-- Sezione di testo --

La Francia, insieme ai suoi partner europei e internazionali, ha annunciato nel corso di una conferenza stampa il ritiro dal Mali, dopo nove anni dall’inizio dell’operazione Barkhane e due recenti colpi di stato.


Il ritiro della Francia dal Mali non è certamente un fulmine a ciel sereno. I rapporti tra i due governi sono tesi da mesi e continuano a deteriorarsi giorno dopo giorno. 

Lo scorso 31 gennaio il governo del Mali ha annunciato l’espulsione dell’ambasciatore francese Joël Meyer. Al diplomatico francese sono state date 72 ore per lasciare il Paese a causa delle recenti dichiarazioni, ritenute “ostili e oltraggiose”, del ministro degli Esteri francese Jean-Yves Le Drian, il quale ha definito “illegittimo” e “fuori controllo” il governo di transizione maliano dopo la proposta di rimandare le elezioni e di rimanere al potere per altri cinque anni nonostante le richieste internazionali di organizzare in tempi brevi nuove elezioni. 

La volontà di  posticipare al 2025 le elezioni ha determinato conseguenze anche sul piano economico. All’inizio di gennaio la Comunità Economica degli Stati dell’Africa Occidentale (ECOWAS) ha imposto un embargo commerciale e chiuso i confini con il Mali, con il sostegno di Francia, Stati Uniti e Unione. 

Questa decisione non è piaciuta al primo ministro maliano, Choguel Kokalla Maiga, che in una recente intervista con l’Agenzia Anadolu ha apertamente accusato la Francia di “terrorismo politico, mediatico e diplomatico” e di voler influenzare le decisioni dell’ECOWAS, alimentando l’insofferenza della popolazione. «Ci sono migliaia e migliaia e migliaia di maliani oggi che dicono ‘No’ alla Francia. Quindi, ciò che l’Unione europea e la Francia devono fare è rispettare le autorità maliane», ha dichiarato Moulaye Keita, membro del Consiglio nazionale di transizione del Paese.

-- Materiale estratto --

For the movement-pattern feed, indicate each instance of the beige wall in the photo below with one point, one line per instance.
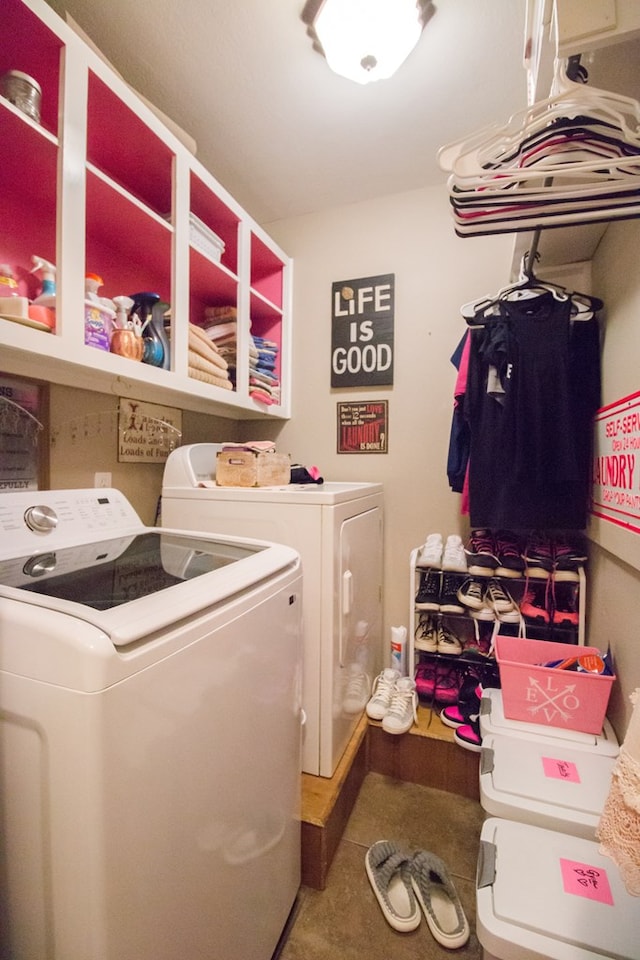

* * *

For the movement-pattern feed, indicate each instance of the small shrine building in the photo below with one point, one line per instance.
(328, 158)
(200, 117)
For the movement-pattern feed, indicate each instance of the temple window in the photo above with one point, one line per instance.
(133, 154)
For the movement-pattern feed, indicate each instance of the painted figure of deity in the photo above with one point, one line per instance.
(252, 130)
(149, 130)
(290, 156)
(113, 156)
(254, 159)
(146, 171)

-- Compito --
Come potrebbe proseguire l'articolo sul ritiro della Francia dal Mali? Scrivi il seguito a partire dalla dichiarazione finale di Moulaye Keita.

-- Risposta scritta --
Ed infatti, alla notizia dell’espulsione dell’ambasciatore francese, migliaia di persone si sono riversate per le strade della capitale Bamako per festeggiare. Molti i cartelli con la scritta “morte ai francesi e ai loro alleati” e foto di Macron bruciate, segno della mai sopita insofferenza nei confronti di quello che non sembra più percepito semplicemente come un alleato contro l’avanzare del terrorismo jihadista. Il ministro degli Esteri maliano, Abdoulaye Diop, ha di recente dichiarato che «non esclude nulla» per quanto riguarda le relazioni tese con l’ex potenza coloniale.

Operazione Barkhane

La missione francese nel Sahel, nota come Operazione Barkhane, ha inizio nel 2013 per contrastare  l’avanzata verso Sévaré e Mopti di gruppi armati jihadisti. 

Il Sahel è una vasta area dell’Africa occidentale che comprende, oltre al Mali, altri 12 Stati ossia Gambia, Senegal, Mauritania, Burkina Faso, Niger, Nigeria, Camerun, Ciad, Sudan, Sud Sudan ed Eritrea. Si tratta di una striscia lunga 8.500 km e vasta circa 6 milioni di km quadrati, priva di risorse, estremamente povera e instabile. La causa dei problemi dell’intera regione è riconducibile al regime coloniale della Francia, presente fino agli inizi del Novecento.

Nel 2012 il Mali, una delle nazioni più povere al mondo, subisce l’avanzare di diversi gruppi armati che si contengono il controllo del nord del Paese e si trova costretto a richiedere l’aiuto delle Nazioni Unite, che nel 2013 attivano la missione MINUSCA

18.000 unità delle forze di pace, tra cui 12.000 militari, vengono collocate all’interno del Paese. Nel 2013 è il momento della Francia, che schiera circa 5.000 soldati per contrastare il terrorismo islamico in Burkina Faso, Ciad, Mali, Mauritania e Niger, dando così inizio all’Operazione Barkhane.


Entrambe le operazioni si rivelano fallimentari. Oltre 260 membri della missione MINUSCA perdono la vita, rendendola una delle operazioni più pericolose della storia nelle Nazioni Unite. Stessa sorte tocca alla Francia. L’operazione Barkhane, la più duratura missione estera francese dalla guerra in Algeria, provoca la morte di 53 soldati francesi e non riesce a riportare la stabilità all’interno della regione, che ha continuato ad essere martoriata da continui attacchi terroristici da parte di gruppi ribelli affiliati ad al-Qaeda.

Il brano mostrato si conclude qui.